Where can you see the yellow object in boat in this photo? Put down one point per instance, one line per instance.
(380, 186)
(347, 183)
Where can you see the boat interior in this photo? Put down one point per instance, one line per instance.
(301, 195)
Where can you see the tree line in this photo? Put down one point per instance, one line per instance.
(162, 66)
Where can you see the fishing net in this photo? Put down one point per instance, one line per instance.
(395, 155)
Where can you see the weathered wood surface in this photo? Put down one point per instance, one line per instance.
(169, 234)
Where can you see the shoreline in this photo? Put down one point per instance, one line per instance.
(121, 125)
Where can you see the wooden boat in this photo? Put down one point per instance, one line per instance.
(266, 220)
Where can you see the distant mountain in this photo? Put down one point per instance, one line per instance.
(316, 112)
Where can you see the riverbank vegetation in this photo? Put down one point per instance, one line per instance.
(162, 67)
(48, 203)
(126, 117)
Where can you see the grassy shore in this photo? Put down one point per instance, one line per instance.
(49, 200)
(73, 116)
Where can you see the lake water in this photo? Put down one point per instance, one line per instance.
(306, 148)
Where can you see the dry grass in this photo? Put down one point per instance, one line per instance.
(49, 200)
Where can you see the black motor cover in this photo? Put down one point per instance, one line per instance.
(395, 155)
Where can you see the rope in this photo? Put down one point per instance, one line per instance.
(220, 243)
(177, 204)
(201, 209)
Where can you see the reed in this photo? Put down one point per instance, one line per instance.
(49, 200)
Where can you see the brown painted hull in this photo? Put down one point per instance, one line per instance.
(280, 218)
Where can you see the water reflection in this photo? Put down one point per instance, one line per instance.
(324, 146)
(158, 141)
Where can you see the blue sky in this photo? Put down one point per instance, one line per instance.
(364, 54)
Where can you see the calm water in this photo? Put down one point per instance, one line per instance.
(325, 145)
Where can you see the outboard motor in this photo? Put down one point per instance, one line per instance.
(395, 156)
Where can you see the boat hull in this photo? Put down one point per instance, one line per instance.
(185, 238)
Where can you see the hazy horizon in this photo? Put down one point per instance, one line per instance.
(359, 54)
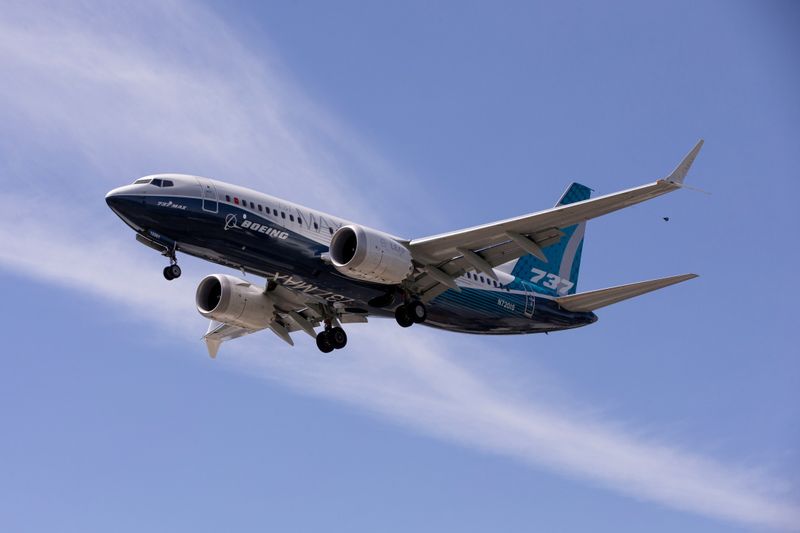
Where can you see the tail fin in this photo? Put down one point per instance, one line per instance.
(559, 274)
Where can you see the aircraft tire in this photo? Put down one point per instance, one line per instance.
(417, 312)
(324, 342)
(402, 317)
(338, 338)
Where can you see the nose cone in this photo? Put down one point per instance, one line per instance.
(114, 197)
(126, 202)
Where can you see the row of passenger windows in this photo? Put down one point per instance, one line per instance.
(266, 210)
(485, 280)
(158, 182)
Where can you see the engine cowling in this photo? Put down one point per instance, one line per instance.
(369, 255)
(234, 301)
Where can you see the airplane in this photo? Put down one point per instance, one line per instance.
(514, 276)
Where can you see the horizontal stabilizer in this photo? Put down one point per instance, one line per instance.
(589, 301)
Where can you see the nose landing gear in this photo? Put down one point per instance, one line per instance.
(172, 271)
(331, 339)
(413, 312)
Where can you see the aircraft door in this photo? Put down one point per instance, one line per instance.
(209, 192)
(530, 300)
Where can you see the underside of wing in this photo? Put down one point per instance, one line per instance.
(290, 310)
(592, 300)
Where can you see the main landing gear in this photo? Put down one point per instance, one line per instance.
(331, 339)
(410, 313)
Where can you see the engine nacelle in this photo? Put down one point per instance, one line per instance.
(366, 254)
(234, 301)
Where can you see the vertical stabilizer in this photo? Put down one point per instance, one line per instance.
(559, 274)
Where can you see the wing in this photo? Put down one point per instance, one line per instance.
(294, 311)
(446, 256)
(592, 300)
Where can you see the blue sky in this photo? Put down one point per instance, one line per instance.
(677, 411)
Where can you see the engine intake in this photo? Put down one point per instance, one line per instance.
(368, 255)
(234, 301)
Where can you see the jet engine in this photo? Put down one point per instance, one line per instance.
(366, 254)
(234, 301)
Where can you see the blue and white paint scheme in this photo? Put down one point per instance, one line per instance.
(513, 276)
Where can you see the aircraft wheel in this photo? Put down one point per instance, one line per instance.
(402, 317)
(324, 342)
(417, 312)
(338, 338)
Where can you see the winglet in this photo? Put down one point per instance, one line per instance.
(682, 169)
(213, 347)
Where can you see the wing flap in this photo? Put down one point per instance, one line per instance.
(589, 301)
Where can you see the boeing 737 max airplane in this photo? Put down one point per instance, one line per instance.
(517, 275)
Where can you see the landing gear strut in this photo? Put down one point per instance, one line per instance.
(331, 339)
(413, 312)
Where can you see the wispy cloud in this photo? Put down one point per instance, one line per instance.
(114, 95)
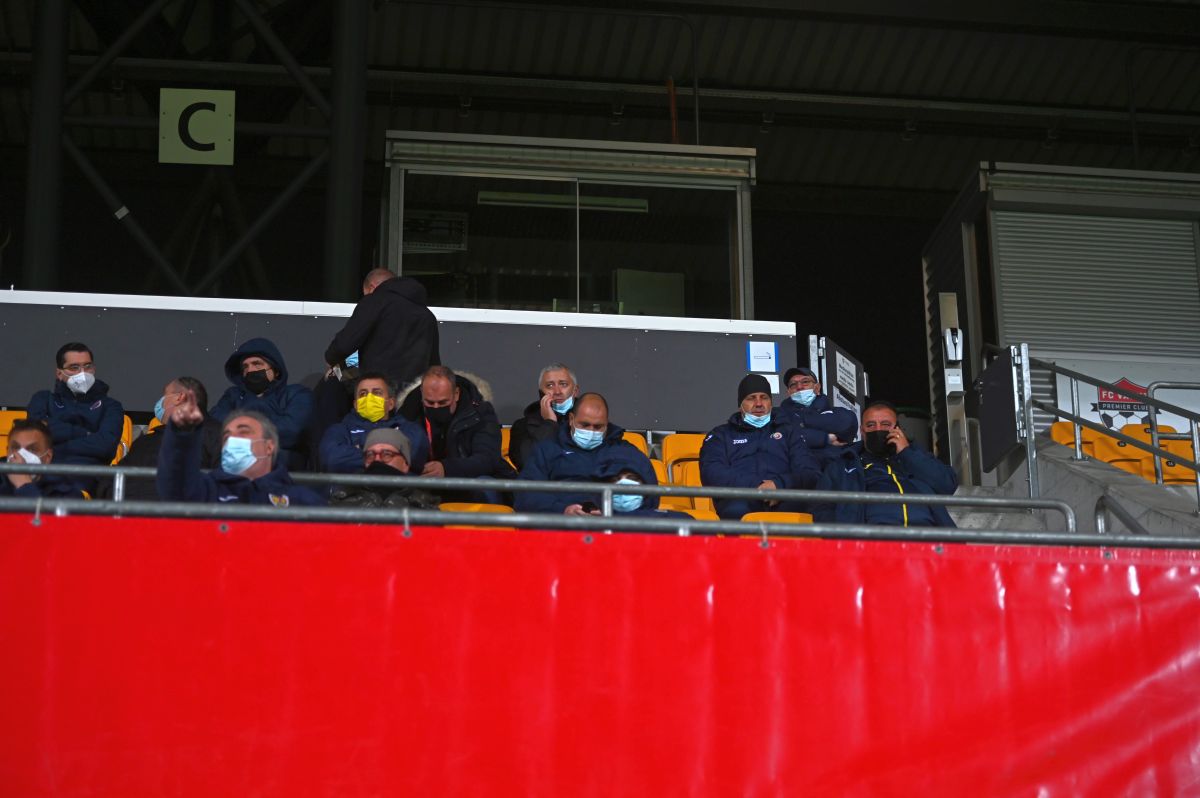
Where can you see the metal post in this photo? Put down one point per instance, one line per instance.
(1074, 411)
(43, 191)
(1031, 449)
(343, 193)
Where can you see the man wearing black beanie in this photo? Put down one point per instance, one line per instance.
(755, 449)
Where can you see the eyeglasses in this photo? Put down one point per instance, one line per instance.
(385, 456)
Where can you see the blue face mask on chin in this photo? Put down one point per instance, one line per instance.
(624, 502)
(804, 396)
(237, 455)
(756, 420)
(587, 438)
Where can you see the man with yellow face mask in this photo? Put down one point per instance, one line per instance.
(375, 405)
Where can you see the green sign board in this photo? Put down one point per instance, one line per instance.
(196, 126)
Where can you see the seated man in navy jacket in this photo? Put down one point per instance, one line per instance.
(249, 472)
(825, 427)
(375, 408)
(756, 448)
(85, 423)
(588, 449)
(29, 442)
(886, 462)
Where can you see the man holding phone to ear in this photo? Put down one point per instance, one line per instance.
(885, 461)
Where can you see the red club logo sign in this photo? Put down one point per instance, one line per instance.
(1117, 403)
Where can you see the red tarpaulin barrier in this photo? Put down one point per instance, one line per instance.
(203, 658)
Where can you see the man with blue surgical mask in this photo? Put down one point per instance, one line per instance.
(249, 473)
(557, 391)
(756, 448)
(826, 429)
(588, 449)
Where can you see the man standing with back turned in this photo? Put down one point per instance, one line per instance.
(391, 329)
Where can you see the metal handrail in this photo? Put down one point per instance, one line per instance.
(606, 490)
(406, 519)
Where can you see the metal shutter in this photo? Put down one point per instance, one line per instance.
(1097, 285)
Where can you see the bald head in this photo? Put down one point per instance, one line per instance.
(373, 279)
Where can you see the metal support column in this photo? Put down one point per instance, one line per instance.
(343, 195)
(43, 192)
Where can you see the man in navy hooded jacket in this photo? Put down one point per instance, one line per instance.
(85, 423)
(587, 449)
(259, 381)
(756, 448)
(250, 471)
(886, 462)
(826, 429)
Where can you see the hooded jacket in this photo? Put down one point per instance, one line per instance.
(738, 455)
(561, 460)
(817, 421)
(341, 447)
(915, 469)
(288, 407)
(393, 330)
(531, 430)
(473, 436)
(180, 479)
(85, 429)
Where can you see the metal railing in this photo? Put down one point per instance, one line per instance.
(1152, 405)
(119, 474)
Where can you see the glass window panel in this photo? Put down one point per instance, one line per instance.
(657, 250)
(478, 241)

...

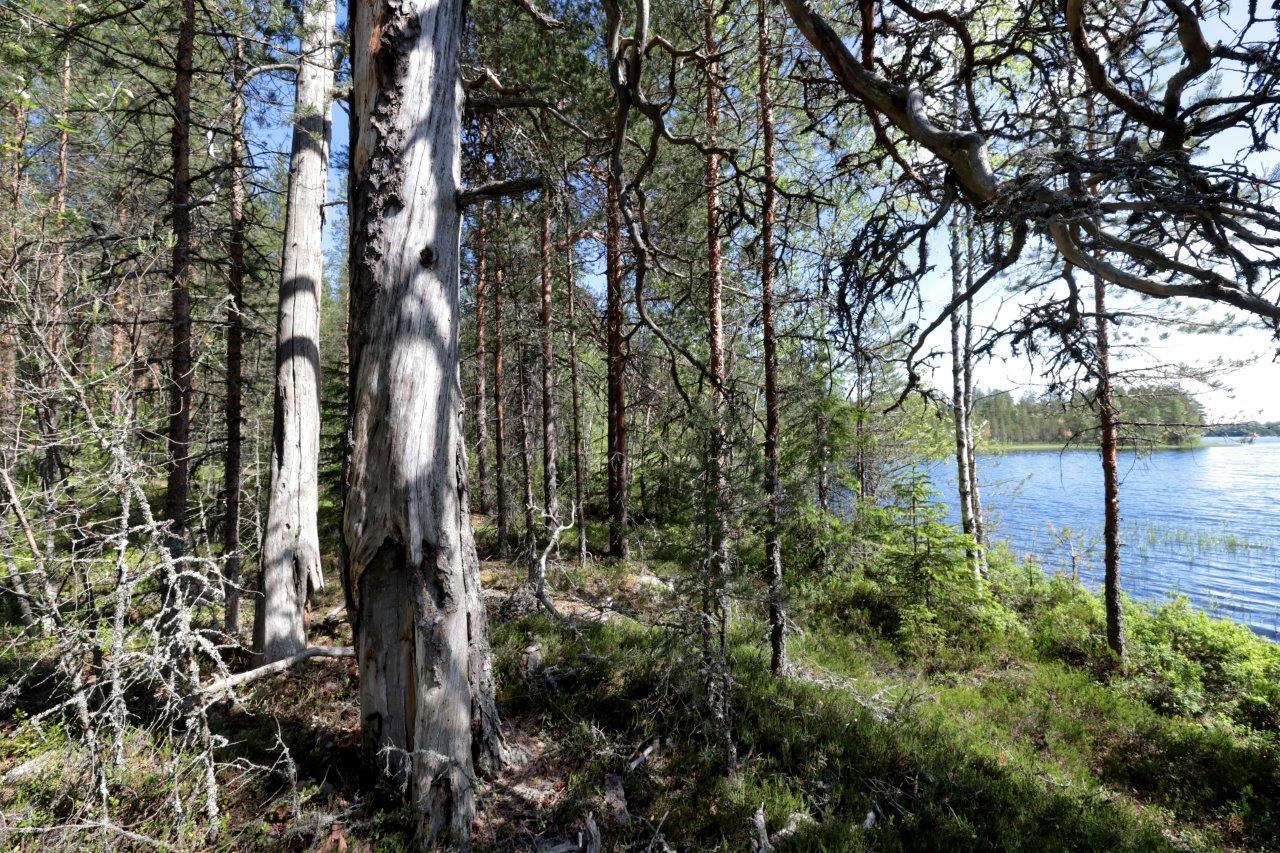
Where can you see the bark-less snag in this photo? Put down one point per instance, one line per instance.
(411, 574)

...

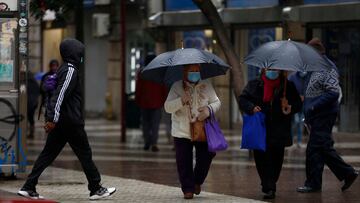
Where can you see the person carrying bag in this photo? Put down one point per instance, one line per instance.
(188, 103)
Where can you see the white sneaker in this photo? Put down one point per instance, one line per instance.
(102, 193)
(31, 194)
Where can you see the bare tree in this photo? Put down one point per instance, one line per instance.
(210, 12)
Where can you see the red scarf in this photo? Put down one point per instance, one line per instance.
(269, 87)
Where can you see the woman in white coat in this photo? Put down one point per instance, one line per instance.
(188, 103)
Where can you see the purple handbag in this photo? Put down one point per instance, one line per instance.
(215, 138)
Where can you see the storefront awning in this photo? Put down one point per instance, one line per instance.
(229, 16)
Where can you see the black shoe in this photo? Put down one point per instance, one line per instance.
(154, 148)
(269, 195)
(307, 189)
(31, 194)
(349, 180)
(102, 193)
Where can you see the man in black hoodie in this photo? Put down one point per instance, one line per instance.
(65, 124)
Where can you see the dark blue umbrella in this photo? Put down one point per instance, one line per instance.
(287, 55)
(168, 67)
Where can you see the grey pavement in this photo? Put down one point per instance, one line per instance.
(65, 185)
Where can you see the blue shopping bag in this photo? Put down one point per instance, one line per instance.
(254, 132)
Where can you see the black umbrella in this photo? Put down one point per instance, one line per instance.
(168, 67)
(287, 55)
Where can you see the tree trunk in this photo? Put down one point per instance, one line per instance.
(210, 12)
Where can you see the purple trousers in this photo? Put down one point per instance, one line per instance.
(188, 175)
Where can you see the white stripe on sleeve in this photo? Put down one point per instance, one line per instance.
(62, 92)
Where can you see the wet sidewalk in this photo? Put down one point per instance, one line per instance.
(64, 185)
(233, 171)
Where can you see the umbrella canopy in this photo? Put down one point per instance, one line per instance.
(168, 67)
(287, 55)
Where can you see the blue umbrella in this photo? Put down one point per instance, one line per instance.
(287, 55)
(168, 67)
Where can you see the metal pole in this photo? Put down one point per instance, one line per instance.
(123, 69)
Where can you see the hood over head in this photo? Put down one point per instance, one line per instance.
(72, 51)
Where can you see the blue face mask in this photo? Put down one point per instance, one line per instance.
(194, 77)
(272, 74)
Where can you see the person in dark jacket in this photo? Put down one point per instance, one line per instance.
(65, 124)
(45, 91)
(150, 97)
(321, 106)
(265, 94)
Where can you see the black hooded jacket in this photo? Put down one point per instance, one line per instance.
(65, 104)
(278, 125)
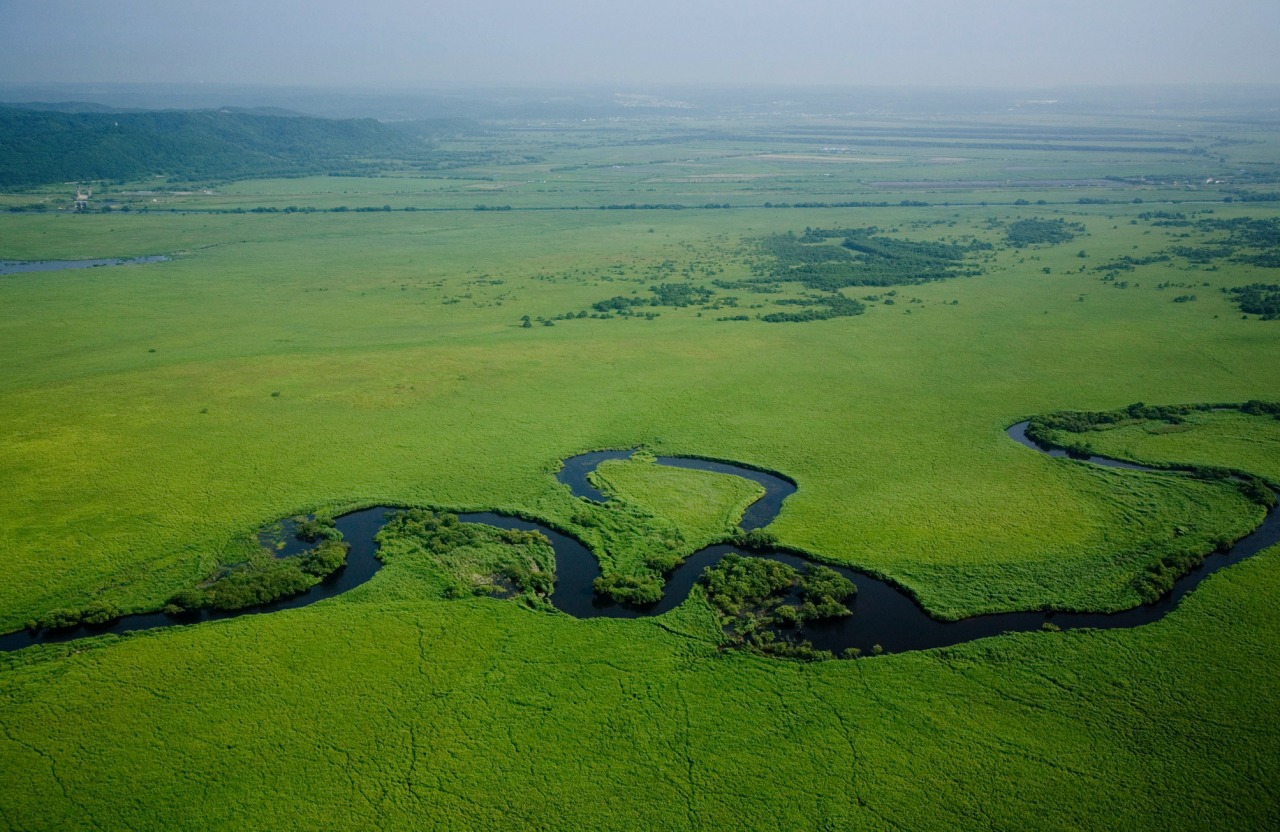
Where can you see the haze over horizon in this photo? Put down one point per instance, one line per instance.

Written problem >> Can you collect every line in the records above that contains the word "person" and copy each one out in full?

Correct response >>
Where can you see the person carrying bag in this photo? Put down one point per instance, one line per instance.
Where can you see the person in dark jacket in this photo? Put down one point per instance, one line per instance.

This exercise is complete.